===== MATERIALS PROVIDED =====
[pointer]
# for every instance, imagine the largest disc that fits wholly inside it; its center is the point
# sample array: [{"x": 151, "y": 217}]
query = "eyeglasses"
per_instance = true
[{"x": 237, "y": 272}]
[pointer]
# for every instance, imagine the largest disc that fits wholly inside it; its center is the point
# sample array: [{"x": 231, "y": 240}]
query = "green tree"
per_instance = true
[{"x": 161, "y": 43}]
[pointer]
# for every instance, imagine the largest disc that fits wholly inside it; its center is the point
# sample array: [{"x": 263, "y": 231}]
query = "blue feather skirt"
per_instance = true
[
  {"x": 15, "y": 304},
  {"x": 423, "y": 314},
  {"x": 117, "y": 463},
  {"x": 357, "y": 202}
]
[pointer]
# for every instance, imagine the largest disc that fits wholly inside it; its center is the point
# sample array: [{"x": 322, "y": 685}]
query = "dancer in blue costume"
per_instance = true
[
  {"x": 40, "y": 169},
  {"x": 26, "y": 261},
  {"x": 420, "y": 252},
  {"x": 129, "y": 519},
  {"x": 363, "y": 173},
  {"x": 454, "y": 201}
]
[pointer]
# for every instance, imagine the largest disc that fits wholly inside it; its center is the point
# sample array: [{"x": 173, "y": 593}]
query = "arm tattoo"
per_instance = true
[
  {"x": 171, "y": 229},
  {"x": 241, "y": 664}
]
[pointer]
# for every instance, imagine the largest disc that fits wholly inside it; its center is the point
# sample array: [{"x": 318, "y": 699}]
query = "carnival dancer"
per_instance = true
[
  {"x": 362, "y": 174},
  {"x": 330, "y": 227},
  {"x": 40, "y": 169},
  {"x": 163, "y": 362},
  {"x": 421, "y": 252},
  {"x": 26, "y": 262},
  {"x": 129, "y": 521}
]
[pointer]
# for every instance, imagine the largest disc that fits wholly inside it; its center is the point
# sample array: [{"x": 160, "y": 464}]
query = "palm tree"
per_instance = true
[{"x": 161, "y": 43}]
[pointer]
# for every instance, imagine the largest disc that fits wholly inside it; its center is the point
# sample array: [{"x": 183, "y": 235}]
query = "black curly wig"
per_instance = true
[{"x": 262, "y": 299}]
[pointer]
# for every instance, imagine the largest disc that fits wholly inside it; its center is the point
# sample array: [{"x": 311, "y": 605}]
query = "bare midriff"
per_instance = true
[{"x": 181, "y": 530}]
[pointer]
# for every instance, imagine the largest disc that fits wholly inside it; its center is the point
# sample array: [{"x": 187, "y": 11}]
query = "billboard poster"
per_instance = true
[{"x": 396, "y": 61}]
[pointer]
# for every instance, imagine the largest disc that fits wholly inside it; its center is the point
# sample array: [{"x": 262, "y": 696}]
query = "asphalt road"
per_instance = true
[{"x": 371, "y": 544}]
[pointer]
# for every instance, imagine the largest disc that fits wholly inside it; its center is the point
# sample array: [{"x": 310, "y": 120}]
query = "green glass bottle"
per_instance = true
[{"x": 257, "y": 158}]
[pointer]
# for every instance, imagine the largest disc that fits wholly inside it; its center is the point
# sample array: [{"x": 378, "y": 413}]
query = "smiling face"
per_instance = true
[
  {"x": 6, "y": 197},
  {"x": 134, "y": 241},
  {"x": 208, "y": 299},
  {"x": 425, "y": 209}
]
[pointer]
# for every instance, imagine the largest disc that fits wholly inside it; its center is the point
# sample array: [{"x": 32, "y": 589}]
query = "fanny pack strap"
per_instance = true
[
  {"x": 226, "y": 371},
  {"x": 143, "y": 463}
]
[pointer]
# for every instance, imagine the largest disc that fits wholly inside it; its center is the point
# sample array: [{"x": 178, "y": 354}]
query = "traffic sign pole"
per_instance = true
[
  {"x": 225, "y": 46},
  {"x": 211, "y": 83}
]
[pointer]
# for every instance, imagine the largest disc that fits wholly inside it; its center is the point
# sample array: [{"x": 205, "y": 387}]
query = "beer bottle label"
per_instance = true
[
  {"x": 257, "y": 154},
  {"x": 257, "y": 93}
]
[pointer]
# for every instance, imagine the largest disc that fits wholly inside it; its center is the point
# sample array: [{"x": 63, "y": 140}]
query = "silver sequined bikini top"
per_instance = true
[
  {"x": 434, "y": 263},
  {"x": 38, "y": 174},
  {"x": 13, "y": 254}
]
=====
===== MATERIALS PROVIDED =====
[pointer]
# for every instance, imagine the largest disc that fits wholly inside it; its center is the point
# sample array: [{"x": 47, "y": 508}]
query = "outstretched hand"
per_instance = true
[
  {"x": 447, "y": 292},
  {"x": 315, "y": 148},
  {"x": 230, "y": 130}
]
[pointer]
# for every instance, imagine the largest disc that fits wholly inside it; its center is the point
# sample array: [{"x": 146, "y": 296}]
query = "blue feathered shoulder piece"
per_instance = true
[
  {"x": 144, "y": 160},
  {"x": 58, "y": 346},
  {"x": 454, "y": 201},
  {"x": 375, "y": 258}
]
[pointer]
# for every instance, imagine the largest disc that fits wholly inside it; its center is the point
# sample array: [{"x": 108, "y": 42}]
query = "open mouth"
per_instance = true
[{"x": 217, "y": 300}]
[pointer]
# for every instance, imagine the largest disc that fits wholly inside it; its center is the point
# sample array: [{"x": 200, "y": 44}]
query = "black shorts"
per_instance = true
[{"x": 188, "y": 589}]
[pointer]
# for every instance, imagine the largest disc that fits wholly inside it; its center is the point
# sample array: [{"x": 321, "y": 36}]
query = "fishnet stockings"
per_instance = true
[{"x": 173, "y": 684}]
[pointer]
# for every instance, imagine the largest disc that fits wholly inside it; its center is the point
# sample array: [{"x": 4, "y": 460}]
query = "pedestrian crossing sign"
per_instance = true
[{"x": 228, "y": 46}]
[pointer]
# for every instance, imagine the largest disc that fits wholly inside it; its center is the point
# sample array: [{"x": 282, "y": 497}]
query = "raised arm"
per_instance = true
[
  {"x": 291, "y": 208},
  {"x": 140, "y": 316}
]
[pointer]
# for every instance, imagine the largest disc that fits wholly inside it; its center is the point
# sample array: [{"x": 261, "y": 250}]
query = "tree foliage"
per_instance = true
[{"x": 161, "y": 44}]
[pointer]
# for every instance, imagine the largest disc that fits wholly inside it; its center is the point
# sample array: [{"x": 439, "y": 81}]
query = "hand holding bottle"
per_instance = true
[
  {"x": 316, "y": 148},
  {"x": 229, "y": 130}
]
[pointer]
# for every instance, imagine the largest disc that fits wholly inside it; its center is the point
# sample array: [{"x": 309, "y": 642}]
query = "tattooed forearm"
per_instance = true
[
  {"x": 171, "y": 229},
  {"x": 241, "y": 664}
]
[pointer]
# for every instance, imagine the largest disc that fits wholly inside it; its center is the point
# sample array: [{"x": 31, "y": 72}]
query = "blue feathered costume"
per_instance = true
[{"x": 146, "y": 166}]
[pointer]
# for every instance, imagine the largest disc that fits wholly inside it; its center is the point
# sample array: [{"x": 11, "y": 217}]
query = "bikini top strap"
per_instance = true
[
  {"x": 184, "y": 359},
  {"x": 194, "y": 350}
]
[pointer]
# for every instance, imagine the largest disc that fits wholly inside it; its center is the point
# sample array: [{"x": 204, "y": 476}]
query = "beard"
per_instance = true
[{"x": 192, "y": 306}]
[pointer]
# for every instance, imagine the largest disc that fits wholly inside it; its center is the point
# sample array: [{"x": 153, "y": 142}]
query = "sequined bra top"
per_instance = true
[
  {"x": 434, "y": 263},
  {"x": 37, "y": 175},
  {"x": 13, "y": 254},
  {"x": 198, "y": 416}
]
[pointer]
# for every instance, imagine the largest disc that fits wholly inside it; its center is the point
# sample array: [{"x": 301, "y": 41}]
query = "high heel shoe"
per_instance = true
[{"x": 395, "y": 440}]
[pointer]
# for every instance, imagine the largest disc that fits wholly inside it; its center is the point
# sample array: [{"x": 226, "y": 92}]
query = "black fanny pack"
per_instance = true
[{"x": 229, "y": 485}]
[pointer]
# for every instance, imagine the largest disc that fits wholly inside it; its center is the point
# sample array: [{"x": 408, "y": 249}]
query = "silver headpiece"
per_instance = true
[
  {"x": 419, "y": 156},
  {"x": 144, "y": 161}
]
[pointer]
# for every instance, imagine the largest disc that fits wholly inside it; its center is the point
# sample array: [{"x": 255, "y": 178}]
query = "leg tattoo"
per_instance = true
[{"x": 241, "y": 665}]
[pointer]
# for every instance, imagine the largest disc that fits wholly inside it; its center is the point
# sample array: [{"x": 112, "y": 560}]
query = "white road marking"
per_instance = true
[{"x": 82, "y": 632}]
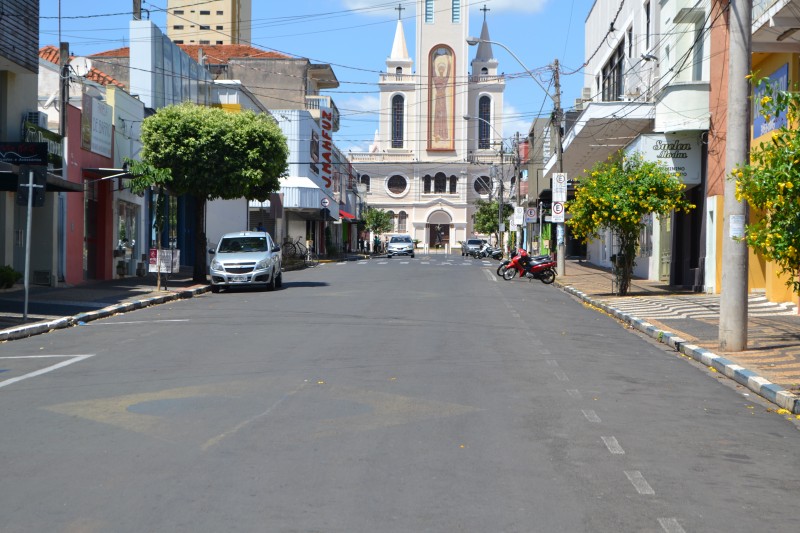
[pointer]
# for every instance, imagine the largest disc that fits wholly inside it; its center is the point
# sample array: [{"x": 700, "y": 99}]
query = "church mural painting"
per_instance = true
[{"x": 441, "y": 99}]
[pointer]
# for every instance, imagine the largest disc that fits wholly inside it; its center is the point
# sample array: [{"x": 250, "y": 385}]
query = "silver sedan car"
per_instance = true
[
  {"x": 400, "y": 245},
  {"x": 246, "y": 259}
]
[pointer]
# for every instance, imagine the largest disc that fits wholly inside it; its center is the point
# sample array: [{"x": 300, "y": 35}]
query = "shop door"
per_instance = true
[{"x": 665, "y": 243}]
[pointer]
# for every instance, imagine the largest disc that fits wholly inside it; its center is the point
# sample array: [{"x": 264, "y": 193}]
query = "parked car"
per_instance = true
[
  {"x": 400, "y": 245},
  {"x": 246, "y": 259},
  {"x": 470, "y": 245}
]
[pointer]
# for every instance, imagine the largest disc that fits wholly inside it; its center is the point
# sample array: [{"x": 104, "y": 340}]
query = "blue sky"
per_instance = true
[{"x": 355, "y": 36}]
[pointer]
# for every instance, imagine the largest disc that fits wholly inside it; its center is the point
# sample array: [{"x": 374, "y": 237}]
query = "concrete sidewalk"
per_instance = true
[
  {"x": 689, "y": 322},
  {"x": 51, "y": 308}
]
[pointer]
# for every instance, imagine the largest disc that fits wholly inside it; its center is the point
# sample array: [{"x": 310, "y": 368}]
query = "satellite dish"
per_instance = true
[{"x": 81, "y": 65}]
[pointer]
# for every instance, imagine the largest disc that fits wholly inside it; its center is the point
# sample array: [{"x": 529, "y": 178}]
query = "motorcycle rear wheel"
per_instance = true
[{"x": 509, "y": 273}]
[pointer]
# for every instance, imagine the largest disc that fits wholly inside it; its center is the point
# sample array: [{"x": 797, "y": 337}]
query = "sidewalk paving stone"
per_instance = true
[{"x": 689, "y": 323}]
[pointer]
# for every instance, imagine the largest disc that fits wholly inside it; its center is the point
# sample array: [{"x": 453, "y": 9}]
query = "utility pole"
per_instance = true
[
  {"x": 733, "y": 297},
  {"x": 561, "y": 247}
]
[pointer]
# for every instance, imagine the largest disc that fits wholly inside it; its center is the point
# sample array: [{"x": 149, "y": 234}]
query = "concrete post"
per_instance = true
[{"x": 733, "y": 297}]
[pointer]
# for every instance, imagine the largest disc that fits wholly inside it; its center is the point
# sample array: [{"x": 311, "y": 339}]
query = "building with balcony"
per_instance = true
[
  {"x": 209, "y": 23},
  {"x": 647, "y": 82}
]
=====
§ **PROBLEM STATEMENT**: From the data above, copy each line that holds "strap".

§ **WORKED SOLUTION**:
query = "fanny pack strap"
query = "bikini top strap"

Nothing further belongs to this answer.